◆ **ENTRIES SHOWN**:
+++++

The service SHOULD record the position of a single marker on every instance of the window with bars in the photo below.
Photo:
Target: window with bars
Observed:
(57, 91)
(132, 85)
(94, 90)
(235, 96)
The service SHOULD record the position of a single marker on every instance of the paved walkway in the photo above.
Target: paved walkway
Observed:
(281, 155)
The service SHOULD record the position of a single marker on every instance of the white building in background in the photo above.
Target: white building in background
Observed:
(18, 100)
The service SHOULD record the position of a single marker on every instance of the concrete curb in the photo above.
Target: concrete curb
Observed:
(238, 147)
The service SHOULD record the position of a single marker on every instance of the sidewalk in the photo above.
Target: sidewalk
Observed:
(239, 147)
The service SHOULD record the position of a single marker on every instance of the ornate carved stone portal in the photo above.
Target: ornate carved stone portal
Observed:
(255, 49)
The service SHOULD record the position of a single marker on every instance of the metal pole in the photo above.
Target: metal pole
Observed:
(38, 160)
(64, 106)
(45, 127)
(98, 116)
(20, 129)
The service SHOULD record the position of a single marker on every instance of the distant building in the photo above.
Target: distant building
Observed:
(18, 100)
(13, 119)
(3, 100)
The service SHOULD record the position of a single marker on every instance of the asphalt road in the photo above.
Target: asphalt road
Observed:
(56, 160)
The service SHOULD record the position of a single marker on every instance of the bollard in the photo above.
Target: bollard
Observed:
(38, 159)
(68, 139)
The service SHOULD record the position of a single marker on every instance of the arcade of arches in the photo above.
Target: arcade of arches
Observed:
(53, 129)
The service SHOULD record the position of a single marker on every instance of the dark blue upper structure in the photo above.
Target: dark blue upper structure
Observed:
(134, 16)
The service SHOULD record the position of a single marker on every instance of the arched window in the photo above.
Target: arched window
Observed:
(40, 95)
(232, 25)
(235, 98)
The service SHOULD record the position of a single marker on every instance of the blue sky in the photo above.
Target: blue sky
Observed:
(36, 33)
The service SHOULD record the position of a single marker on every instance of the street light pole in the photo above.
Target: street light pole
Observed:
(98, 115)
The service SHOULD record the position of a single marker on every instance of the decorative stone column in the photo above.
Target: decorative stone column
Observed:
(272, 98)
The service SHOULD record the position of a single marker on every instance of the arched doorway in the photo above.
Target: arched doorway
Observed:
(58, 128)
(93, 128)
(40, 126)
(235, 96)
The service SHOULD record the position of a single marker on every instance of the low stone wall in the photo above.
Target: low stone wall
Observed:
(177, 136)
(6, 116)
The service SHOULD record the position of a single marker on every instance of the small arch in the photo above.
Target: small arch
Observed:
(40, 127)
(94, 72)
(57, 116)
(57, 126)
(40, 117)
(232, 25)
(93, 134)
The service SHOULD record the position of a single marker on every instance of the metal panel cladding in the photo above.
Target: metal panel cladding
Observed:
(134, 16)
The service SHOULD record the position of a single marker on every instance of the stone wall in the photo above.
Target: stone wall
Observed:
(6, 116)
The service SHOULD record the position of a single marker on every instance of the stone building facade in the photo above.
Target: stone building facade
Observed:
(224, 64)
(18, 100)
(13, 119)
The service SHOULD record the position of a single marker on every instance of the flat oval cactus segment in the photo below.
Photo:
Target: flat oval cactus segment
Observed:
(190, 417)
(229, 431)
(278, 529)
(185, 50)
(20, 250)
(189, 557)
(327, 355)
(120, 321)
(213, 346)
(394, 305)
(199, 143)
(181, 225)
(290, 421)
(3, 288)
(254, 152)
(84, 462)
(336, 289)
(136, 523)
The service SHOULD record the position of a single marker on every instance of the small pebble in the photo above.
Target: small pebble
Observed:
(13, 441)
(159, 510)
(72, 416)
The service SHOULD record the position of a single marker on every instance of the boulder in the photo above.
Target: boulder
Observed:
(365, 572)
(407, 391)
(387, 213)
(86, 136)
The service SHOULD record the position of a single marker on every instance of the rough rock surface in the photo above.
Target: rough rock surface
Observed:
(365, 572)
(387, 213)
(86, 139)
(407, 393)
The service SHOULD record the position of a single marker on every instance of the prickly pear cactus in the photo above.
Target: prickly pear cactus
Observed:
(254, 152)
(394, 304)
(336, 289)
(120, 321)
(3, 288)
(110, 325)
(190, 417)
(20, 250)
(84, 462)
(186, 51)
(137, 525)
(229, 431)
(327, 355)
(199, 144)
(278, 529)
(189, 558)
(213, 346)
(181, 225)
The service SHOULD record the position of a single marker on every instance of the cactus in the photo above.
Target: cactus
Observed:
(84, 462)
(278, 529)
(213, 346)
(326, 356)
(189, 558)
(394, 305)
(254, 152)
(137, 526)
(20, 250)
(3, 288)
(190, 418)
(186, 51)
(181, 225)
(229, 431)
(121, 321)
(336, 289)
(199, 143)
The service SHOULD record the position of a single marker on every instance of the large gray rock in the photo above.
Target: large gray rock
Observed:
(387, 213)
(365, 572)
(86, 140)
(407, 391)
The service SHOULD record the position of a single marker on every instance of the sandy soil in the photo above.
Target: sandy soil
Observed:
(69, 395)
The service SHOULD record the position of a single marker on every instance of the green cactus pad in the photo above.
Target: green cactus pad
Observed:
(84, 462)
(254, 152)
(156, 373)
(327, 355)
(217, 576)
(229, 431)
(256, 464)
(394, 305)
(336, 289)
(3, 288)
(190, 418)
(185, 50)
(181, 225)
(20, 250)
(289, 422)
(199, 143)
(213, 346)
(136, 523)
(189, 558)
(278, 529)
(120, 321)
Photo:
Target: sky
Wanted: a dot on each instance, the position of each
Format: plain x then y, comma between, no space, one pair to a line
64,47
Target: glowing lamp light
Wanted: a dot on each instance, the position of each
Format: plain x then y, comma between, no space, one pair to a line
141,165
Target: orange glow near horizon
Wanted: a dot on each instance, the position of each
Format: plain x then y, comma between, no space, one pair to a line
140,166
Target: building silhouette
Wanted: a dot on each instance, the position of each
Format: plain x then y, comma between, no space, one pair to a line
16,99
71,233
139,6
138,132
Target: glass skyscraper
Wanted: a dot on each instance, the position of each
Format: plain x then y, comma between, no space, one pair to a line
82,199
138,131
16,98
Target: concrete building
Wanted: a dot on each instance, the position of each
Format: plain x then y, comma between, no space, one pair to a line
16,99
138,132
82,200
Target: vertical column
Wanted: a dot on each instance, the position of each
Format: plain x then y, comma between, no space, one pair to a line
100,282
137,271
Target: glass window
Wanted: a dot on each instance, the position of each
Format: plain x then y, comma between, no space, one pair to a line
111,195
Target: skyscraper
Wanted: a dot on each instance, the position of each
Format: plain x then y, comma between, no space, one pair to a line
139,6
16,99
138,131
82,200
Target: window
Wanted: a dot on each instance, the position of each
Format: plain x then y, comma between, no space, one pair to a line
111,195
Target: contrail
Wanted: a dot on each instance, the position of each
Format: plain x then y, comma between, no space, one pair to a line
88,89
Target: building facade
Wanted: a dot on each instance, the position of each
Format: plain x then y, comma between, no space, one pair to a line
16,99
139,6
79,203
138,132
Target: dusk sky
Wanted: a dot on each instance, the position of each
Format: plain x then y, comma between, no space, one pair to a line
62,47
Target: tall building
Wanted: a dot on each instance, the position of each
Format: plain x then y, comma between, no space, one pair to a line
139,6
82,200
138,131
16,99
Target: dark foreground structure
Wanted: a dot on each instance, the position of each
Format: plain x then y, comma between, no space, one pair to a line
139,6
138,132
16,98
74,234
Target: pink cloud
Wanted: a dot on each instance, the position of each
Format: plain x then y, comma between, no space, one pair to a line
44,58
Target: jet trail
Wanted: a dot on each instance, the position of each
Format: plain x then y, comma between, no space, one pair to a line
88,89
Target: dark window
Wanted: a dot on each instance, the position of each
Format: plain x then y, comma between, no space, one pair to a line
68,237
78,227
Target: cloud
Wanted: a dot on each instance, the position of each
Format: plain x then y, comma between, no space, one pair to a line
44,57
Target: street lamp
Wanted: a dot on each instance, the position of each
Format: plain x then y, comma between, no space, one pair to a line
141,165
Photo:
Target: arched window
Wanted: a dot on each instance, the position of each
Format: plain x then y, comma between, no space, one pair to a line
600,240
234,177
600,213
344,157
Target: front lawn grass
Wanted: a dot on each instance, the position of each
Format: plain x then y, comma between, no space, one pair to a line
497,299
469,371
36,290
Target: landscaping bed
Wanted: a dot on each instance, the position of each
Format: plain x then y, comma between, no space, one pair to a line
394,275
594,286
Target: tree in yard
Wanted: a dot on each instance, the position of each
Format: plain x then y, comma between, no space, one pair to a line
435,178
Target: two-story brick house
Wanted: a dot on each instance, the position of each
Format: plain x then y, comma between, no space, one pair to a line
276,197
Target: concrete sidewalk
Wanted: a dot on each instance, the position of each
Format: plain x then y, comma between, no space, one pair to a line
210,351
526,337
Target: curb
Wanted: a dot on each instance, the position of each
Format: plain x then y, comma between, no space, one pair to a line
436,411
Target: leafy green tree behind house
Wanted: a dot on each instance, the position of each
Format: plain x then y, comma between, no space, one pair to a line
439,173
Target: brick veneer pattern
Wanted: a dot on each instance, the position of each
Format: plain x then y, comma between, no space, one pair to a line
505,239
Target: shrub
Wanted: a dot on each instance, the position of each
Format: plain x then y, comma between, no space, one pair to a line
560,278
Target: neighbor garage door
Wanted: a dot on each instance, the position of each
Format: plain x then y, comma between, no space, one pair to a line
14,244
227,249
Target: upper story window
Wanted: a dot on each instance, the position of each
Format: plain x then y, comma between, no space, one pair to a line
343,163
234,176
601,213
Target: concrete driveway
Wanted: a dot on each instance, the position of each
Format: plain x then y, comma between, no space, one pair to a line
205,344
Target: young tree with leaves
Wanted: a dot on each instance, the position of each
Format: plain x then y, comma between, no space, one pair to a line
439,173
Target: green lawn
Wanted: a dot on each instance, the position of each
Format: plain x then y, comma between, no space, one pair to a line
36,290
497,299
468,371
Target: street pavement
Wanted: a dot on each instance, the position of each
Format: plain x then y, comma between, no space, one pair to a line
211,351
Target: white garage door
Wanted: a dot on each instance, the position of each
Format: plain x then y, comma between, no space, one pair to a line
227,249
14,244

+++++

◆ **EXERCISE BRIEF**:
Wherever the word "garage" appears in the records above, copy that line.

◆ **RESULT OF THIS TASK**:
Target: neighbor garage door
Target: white garage door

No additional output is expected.